RECORDS SUPPLIED:
##########

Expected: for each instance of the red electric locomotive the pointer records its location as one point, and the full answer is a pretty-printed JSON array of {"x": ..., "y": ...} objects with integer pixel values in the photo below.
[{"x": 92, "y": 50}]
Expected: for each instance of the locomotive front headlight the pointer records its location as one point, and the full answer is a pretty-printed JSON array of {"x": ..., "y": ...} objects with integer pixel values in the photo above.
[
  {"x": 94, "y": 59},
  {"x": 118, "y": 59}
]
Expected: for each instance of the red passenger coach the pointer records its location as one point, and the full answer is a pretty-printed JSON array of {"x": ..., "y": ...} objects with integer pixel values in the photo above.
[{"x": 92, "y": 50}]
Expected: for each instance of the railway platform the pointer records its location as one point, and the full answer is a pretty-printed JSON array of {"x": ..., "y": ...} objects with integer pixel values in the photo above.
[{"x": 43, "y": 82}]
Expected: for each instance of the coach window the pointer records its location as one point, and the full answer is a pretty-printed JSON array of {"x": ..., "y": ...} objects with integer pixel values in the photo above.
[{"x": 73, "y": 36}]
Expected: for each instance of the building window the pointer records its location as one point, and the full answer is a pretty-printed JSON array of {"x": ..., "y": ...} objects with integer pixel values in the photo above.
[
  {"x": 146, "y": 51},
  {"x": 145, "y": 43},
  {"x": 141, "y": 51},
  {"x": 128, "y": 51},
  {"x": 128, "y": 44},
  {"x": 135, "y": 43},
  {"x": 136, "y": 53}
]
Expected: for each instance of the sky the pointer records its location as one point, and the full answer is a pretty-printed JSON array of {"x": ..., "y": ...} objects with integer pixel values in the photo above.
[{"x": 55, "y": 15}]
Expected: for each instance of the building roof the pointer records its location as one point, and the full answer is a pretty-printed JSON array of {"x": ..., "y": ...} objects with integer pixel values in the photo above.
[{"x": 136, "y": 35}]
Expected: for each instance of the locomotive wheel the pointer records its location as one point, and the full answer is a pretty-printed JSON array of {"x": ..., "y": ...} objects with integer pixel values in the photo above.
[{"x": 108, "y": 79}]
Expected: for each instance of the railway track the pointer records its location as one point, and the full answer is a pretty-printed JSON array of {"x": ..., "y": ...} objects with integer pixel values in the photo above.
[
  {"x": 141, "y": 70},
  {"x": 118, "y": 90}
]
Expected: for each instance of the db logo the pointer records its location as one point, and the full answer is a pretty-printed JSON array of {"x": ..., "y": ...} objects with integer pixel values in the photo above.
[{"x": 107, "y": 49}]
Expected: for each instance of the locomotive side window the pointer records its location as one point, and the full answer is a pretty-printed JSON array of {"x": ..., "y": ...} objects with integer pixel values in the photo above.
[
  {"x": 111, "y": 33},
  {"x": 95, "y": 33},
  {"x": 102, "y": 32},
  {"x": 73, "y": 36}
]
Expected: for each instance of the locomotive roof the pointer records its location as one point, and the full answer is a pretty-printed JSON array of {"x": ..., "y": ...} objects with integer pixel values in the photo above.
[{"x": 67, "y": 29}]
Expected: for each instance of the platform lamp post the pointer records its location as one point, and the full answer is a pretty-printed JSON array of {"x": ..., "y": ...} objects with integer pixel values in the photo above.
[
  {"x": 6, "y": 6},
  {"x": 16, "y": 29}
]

##########

WHAT TO DO: Extract, unchanged, the closing run of lines that opens with the line containing "Expected: for each instance of the building roof" and ends with the last line.

RESPONSE:
Expected: for each instance of the building roof the pointer records its location as one point, and the full answer is a pretty-printed JSON array of {"x": ..., "y": ...} objects with integer pixel values in the photo above.
[{"x": 136, "y": 35}]
Expected: for each instance of the locomotive wheel the pointer records its location as one point, and the full answer is a pretty-printed JSON array of {"x": ..., "y": ...} objects with integer pixel values in the photo above.
[{"x": 108, "y": 79}]
Expected: for each instance of the railway track the pointer records its location as one point, and the full answer is a pretty-printed JSON array of {"x": ..., "y": ...} objects with integer pixel values in the photo above.
[
  {"x": 141, "y": 70},
  {"x": 118, "y": 90}
]
Expected: for each instance of the db logo the pointer records its location as one point, and the full answer is a pretty-printed JSON array of {"x": ..., "y": ...} objects with integer pixel values in the photo above.
[{"x": 107, "y": 49}]
Expected: for each instance of the locomotive side window the pointer records its location as one point, and the full answer is a pretty-printed JSON array of {"x": ..., "y": ...} objects with integer pixel values in the photo above.
[
  {"x": 111, "y": 33},
  {"x": 95, "y": 33},
  {"x": 102, "y": 32},
  {"x": 73, "y": 36}
]
Expected: for each instance of the locomotive roof the pointer records its location as one point, and the full answer is a pretty-printed JSON array of {"x": ..., "y": ...} objects with integer pixel values in the photo above.
[{"x": 67, "y": 29}]
Expected: for each instance of the platform lamp post the pointer records its location as one point, and the full answer is a pretty-printed JSON array of {"x": ..., "y": ...} objects with integer pixel values in the photo above.
[
  {"x": 6, "y": 6},
  {"x": 16, "y": 29}
]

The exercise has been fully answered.